#### Exercise prompt
An identical copy of all records below is to be written out.
----------------------------------------
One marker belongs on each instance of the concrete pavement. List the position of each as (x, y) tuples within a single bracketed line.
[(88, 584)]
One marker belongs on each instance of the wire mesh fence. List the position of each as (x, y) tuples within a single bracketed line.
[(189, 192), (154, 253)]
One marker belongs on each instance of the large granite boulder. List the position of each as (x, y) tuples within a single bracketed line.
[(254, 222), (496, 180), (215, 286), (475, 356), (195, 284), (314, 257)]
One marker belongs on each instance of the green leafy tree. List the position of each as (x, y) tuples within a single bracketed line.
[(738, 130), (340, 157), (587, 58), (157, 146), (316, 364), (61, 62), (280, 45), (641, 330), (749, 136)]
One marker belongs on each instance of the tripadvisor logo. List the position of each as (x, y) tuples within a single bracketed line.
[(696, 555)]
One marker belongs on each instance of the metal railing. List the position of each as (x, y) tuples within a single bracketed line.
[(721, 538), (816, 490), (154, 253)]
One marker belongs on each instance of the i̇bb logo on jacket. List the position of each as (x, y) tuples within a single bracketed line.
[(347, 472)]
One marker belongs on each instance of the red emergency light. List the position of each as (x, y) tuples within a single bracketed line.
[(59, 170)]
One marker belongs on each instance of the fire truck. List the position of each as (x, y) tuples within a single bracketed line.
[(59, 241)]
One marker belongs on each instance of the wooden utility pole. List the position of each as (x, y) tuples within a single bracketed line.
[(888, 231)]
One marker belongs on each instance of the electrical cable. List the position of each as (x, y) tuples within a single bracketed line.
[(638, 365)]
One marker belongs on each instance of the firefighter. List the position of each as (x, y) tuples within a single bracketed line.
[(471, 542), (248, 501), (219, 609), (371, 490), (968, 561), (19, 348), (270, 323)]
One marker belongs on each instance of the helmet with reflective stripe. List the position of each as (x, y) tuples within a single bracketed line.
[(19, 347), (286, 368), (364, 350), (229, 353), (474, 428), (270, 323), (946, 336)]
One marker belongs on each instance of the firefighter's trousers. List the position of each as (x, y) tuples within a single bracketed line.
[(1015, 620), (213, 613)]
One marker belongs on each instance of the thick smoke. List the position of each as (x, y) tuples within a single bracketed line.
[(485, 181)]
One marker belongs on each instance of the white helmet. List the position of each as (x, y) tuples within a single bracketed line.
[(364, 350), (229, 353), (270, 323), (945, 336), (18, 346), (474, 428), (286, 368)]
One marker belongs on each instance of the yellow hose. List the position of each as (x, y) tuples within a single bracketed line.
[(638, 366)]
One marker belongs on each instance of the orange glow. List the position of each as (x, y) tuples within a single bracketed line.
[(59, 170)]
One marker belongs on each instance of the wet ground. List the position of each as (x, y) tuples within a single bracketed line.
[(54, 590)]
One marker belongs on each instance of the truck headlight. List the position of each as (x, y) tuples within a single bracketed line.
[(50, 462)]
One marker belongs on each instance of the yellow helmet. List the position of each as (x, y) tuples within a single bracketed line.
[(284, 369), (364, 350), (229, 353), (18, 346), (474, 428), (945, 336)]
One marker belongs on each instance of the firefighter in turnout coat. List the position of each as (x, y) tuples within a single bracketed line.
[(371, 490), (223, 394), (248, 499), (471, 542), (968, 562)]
----------------------------------------
#### Result below
One marker belongs on each instance of the concrete pavement. List the position of each as (x, y) tuples within a single bracketed line.
[(88, 584)]
One marker belongs on each instance of the wire mesh fence. List the position of each as (x, y) tuples within a single bracketed line.
[(189, 192), (154, 253)]
One marker belongs on each instance of the large granite boulder. List the position of each as (x, y) tuples within a single bracketed line.
[(254, 222), (496, 180), (215, 286), (475, 356), (195, 284), (314, 257)]
One marker belongs on each instance of the green leafy tree. List the position of each as (x, y) tuples within a single bracketed line.
[(738, 130), (340, 157), (587, 58), (157, 146), (316, 364), (61, 62), (280, 45), (641, 330), (749, 136)]
One marker belongs on each instance of the tripadvisor logo. List the position of each as (x, y) tuples within a single bracketed line.
[(696, 555)]
One marker belongs on each instance of the metal railing. List the position of each as (x, y) tuples within a single bracketed line.
[(721, 538), (816, 490), (154, 253)]
One marker belongs on each instance of the i̇bb logo on jacket. List the position of each as (x, y) tuples within a single bracketed line.
[(347, 472)]
One marker belongs on each instance of the red emergency light. List the position of each as (x, y) tuples within a single bracketed line.
[(59, 170)]
One marker belongs on each instance of the fire truck. List the position of each as (x, y) tuples within a single bracketed line.
[(59, 241)]
One marker belongs on each instance of the wooden utility pole. List the position of each as (x, y) tuples within a single bracketed line.
[(888, 231)]
One marker belongs on each instance of the electrical cable. List the position of each as (x, y) tuples within a single bracketed line.
[(638, 365)]
One marker belongs on each instance of the firefighter. List the position of each as (x, y) tuples within a single bracketed line.
[(471, 542), (248, 501), (219, 609), (371, 490), (968, 561), (19, 348), (270, 323)]
One marker belongs on each instance of the helmet with reflective stripe. List the position of each as (x, y) tuples within a single bracketed line.
[(19, 347), (286, 368), (364, 350), (229, 353), (474, 428), (270, 323), (946, 336)]
One marker belongs on each instance of the firefighter's trousers. List the position of each as (x, y) tuples within a single bracketed line.
[(1015, 620), (213, 613)]
One marker belongs on each instance of the thick smoke. List the position of each as (x, y) tuples within a single bracketed line.
[(485, 181)]
One marker belongs on each instance of the white helmet. List the position of each as (x, y) tuples within a single bracketed line.
[(364, 350), (229, 353), (270, 323), (945, 336), (18, 346), (474, 428), (286, 368)]
One marker belongs on each instance of the yellow hose. List the position of each as (x, y) tuples within a single bracketed line.
[(638, 366)]
One marker belongs on each instance of the orange glow. List the position of each as (x, y) tuples within a single bracketed line.
[(59, 170)]
One marker belongs on each instance of the wet ground. List the position of each as (x, y) tuples within a single bracketed line.
[(54, 590)]
One marker belongs on each instance of the truck headlight. List the position of each as (x, y) tuples within a single bracketed line.
[(50, 462)]
One marker belongs on each instance of the yellow helmet. List the position of each as (x, y) tuples within a single bracketed line.
[(284, 369), (364, 350), (229, 353), (18, 346), (474, 428), (945, 336)]
One marker belongs on each instance of the firefighter in turnout coat. List the position of each as (x, y) tuples within a single bracketed line.
[(371, 490), (223, 394), (248, 499), (471, 542), (968, 562)]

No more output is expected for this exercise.